== Supplied information ==

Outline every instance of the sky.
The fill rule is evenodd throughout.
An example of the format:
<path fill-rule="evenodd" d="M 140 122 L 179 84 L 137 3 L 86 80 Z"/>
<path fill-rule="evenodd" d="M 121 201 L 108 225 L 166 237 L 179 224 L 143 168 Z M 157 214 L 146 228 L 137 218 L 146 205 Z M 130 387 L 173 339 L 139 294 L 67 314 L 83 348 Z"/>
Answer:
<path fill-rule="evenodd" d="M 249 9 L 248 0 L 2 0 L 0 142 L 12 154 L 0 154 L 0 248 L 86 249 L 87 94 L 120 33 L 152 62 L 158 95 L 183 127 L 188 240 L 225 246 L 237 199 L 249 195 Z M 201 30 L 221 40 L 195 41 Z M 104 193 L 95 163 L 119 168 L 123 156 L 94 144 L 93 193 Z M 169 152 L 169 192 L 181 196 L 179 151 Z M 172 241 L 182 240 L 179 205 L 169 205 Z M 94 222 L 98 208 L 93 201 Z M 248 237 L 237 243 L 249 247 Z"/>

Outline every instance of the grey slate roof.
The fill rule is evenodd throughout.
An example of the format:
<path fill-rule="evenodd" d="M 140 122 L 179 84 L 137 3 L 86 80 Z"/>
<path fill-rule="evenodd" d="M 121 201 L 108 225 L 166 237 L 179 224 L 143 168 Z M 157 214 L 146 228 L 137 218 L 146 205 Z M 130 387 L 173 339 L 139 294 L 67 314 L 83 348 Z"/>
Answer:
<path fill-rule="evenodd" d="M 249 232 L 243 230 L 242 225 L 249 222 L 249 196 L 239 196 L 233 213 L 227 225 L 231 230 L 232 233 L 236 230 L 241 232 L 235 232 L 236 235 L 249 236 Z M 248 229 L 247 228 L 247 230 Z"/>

===
== Supplied information ==

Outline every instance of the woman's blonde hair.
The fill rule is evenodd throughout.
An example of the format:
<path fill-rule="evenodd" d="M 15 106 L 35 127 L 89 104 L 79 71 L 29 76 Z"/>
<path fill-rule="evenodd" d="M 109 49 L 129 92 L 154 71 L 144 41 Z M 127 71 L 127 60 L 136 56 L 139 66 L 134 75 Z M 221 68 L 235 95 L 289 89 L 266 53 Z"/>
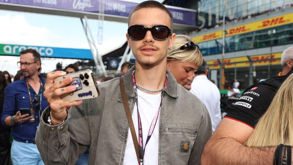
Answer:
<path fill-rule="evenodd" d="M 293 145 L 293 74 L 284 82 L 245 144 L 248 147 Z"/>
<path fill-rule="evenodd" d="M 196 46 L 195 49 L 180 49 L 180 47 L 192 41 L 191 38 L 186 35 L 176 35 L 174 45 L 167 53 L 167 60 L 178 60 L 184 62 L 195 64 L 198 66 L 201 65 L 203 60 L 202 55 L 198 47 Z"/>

===

Given problem: Convert everything in the records above, from the line containing "Outline every instance of the woman's" down to the line containing "196 46 L 195", into a Markdown table with the columns Row and Line. Put one line per row, skip blank lines, and leave out the pictures.

Response:
| Row | Line |
|---|---|
| 1 | Outline every instance of the woman's blonde hair. |
| 2 | The fill rule is evenodd throughout. |
| 3 | An example of the format: |
| 4 | <path fill-rule="evenodd" d="M 15 106 L 35 127 L 89 104 L 79 71 L 29 76 Z"/> |
| 5 | <path fill-rule="evenodd" d="M 109 49 L 129 92 L 154 71 L 144 41 Z M 127 71 L 127 60 L 136 56 L 139 66 L 134 75 Z M 221 68 L 235 95 L 289 89 L 266 53 Z"/> |
| 6 | Answer: |
| 7 | <path fill-rule="evenodd" d="M 293 145 L 293 74 L 284 82 L 245 144 L 248 147 Z"/> |
| 8 | <path fill-rule="evenodd" d="M 196 46 L 195 49 L 180 49 L 180 47 L 192 41 L 191 38 L 186 35 L 176 35 L 174 45 L 167 53 L 167 60 L 178 60 L 184 62 L 195 64 L 198 66 L 201 65 L 203 60 L 202 55 L 198 47 Z"/> |